• [Task] State only the number of lines in the items below that contain the string "yolk".

• [Records for the exercise]
^^^^^^^^

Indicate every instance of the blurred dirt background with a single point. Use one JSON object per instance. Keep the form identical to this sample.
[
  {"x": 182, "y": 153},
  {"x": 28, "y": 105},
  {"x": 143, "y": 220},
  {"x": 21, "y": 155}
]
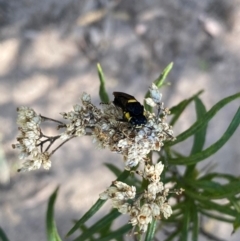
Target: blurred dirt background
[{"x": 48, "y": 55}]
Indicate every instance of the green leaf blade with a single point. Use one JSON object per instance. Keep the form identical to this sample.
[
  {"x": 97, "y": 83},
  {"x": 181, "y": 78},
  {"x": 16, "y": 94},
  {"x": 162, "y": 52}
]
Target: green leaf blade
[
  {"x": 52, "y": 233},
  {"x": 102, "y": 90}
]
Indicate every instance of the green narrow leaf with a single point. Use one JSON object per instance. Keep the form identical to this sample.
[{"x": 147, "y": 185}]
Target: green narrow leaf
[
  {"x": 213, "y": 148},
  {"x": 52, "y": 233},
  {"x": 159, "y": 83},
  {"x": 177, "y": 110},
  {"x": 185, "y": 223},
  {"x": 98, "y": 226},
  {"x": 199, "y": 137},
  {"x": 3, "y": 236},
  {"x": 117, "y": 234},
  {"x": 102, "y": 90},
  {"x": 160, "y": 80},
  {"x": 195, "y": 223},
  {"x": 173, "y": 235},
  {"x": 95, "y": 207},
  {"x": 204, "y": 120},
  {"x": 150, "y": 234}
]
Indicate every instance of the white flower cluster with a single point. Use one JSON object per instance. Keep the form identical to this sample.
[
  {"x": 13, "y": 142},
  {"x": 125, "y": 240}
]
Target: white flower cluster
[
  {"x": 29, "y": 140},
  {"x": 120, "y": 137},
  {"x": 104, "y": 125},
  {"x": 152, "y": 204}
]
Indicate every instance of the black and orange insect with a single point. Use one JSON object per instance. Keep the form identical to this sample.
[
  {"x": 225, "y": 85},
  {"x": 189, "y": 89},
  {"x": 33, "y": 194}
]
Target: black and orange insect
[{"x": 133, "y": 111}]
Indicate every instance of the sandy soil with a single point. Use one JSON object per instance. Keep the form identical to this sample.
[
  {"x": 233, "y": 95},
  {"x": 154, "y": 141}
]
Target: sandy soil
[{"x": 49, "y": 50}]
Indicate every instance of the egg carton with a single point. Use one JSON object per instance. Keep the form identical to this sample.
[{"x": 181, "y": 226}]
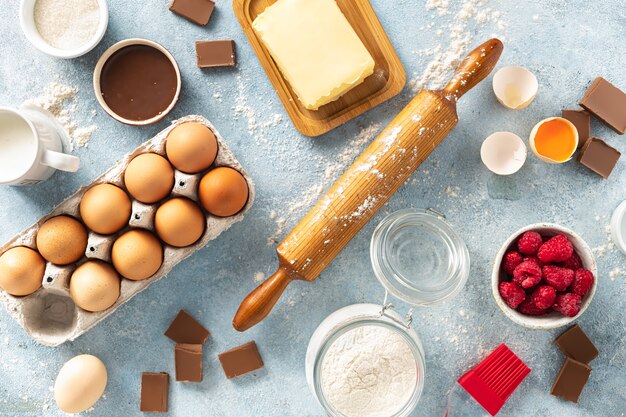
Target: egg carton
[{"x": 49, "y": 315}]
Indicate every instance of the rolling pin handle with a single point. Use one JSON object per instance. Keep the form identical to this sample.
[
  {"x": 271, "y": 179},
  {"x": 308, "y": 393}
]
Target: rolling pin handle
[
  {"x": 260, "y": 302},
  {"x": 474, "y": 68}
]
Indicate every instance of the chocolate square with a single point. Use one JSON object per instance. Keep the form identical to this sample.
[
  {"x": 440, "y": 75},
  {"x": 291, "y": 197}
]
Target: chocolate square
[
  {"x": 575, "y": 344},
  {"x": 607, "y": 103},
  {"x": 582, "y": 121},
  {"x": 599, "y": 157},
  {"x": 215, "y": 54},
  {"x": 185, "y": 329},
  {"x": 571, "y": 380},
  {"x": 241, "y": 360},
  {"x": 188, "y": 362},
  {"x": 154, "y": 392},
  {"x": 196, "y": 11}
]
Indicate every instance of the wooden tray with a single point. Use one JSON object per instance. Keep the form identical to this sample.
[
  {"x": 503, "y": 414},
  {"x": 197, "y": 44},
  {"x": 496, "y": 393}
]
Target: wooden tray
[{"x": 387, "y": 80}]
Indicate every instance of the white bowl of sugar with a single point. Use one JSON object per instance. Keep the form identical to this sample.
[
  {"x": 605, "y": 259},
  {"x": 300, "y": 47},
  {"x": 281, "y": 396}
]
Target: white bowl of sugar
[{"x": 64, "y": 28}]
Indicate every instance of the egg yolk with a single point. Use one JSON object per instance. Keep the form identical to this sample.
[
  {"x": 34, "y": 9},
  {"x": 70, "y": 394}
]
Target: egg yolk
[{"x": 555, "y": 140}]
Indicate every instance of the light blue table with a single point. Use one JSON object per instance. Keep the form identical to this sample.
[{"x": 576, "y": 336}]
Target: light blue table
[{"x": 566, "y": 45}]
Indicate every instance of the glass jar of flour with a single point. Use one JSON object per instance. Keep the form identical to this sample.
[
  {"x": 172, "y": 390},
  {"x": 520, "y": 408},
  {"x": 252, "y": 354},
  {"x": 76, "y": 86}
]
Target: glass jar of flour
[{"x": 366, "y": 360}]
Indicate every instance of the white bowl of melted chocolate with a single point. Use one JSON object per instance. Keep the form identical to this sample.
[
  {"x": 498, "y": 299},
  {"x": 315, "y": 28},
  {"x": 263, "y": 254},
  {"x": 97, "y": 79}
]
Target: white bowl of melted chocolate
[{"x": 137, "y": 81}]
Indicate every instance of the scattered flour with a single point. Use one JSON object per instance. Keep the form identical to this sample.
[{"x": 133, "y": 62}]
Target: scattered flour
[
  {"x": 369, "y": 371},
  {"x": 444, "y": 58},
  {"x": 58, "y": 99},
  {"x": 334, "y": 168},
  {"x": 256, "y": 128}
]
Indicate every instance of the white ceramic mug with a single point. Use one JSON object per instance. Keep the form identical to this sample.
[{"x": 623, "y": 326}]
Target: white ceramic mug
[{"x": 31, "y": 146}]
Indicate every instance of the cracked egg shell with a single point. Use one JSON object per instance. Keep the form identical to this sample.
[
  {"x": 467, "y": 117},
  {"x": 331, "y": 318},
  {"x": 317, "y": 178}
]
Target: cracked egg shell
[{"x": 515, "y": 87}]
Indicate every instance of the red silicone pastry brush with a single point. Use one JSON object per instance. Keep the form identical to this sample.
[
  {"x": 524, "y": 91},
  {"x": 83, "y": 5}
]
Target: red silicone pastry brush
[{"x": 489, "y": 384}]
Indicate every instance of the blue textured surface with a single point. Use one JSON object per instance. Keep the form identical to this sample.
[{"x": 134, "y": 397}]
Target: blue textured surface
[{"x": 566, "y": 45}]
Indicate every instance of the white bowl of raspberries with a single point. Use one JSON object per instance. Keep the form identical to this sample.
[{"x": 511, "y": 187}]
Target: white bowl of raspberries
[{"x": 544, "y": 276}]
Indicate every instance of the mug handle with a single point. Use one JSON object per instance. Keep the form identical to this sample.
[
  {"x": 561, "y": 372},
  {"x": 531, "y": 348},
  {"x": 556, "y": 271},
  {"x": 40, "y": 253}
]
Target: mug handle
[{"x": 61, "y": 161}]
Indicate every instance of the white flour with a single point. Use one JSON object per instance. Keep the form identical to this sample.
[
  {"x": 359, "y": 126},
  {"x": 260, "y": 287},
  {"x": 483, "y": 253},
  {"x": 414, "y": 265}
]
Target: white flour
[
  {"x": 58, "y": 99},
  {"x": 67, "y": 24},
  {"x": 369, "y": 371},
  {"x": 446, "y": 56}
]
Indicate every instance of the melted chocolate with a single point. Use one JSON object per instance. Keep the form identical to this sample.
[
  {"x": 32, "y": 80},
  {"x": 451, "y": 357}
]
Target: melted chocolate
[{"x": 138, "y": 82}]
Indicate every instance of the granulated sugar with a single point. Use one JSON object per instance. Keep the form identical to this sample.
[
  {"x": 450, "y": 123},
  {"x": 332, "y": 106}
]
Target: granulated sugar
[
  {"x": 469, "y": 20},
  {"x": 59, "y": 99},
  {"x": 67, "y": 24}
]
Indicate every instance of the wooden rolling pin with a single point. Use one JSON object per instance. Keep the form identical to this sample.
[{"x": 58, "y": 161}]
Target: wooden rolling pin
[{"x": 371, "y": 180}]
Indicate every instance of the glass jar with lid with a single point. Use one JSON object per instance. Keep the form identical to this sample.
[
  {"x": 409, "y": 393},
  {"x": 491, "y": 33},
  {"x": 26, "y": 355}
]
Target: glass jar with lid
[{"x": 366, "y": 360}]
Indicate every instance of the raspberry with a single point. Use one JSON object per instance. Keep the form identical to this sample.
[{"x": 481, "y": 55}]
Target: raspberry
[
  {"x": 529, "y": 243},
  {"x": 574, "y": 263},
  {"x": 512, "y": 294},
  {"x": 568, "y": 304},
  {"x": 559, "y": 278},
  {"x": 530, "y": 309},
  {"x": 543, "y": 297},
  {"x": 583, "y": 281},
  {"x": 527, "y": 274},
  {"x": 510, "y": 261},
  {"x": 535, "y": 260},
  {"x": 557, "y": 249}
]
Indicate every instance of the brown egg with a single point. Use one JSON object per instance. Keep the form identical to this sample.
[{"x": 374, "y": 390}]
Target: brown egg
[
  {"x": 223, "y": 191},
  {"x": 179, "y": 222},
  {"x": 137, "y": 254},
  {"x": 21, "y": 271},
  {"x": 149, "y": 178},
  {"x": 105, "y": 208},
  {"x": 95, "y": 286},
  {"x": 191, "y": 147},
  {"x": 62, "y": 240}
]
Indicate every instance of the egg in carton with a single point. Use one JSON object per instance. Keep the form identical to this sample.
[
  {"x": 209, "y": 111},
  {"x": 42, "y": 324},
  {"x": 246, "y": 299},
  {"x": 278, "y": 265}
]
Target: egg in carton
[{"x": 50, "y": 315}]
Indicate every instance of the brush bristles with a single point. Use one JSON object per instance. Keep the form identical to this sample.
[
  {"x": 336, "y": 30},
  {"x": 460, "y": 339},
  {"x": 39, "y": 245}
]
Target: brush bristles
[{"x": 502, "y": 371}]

^^^^^^^^

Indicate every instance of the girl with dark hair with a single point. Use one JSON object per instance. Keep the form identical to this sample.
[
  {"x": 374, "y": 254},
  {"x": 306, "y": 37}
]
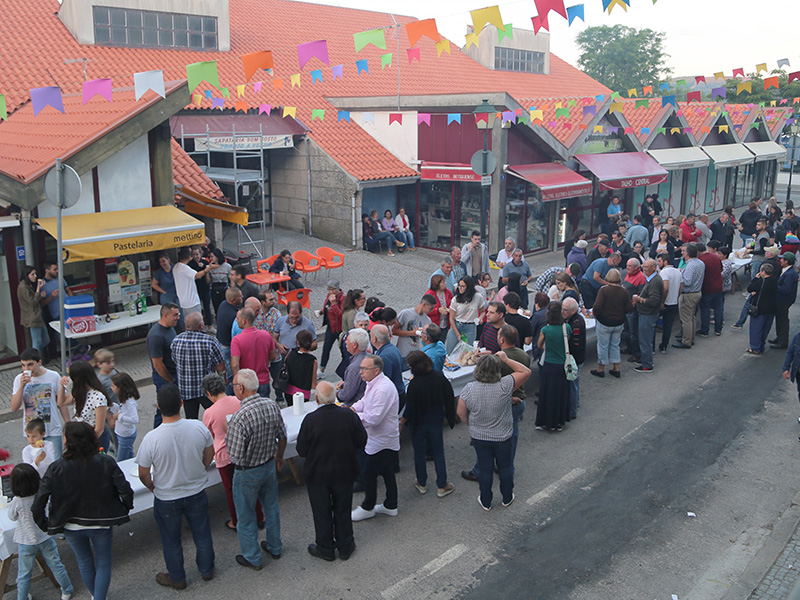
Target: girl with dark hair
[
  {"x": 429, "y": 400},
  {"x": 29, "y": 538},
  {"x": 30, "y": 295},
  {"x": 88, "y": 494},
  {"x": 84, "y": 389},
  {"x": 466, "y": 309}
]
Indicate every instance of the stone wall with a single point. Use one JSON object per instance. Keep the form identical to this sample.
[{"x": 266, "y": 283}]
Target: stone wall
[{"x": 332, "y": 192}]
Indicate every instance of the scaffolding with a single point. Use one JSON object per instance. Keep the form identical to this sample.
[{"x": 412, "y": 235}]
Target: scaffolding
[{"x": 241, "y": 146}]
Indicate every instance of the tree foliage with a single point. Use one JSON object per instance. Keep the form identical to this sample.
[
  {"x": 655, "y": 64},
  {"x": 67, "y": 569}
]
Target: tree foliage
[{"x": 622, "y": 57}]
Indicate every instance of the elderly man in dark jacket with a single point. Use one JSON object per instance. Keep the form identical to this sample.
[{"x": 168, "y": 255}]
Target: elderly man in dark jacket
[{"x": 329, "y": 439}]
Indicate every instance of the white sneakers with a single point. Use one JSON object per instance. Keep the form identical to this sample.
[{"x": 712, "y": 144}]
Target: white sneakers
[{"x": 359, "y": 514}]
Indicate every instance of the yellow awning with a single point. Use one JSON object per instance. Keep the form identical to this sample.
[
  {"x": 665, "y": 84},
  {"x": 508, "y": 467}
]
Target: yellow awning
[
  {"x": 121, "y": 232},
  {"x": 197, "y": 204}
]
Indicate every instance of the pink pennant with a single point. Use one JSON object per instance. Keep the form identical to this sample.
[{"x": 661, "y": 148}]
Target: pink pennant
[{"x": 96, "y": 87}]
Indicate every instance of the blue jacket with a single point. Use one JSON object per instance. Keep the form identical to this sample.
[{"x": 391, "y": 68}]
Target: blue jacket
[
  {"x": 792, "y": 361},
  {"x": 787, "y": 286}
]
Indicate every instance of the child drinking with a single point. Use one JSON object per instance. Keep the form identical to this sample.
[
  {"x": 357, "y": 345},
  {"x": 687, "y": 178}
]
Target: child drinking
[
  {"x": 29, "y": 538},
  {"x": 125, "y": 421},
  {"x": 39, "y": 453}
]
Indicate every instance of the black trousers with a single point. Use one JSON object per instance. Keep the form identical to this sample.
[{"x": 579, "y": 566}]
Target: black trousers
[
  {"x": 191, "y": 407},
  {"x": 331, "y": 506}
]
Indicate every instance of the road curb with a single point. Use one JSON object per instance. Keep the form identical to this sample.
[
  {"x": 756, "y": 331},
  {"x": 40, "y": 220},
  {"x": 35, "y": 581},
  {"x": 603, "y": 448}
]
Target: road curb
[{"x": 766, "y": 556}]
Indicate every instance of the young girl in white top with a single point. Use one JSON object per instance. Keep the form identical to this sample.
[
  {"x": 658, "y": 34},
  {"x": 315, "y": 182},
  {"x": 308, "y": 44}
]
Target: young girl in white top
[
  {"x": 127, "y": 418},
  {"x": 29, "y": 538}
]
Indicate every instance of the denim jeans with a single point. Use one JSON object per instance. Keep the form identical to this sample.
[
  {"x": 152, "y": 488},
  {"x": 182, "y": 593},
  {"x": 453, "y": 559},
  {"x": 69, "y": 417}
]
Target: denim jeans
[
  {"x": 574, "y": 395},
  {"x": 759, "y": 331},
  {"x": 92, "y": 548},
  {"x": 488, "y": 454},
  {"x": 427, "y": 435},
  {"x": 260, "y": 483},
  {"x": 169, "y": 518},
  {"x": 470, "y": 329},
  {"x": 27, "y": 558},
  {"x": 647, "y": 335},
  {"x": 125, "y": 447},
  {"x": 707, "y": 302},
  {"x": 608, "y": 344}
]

^^^^^^^^

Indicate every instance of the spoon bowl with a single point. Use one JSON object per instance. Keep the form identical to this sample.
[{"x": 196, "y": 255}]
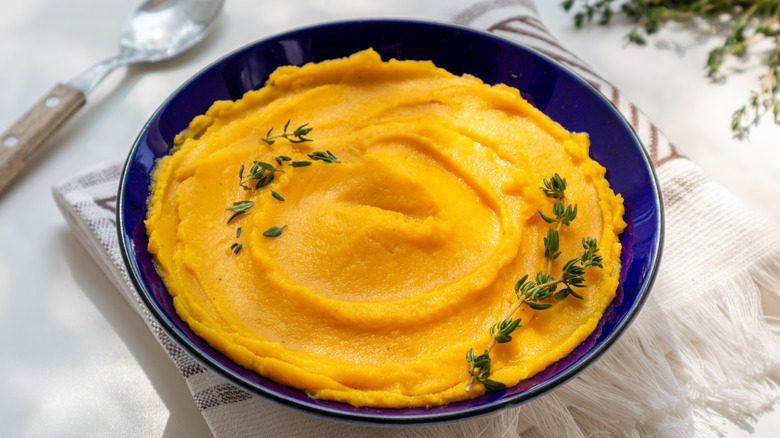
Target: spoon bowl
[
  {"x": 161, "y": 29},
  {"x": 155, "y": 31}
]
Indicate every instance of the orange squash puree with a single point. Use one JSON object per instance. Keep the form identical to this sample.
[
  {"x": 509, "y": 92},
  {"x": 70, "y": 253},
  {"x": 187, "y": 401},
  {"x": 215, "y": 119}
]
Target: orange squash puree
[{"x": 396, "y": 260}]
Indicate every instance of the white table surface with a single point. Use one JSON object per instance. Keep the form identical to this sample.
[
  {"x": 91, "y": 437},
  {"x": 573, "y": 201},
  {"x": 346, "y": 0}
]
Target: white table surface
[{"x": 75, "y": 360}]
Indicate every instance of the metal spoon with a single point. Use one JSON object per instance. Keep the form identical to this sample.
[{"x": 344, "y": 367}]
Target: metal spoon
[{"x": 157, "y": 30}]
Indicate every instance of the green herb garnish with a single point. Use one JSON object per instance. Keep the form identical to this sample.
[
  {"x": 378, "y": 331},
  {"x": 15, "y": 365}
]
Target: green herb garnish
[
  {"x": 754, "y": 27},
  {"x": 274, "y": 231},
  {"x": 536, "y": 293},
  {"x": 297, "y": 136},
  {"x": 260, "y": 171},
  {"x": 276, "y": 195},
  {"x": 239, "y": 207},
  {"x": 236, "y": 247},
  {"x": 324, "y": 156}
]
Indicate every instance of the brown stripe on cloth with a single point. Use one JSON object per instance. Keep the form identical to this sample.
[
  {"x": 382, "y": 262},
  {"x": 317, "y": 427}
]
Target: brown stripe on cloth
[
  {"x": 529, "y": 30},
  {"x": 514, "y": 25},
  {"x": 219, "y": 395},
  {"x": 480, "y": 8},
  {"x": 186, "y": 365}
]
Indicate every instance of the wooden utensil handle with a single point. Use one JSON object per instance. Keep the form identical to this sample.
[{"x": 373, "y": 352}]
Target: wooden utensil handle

^^^^^^^^

• [Final answer] 2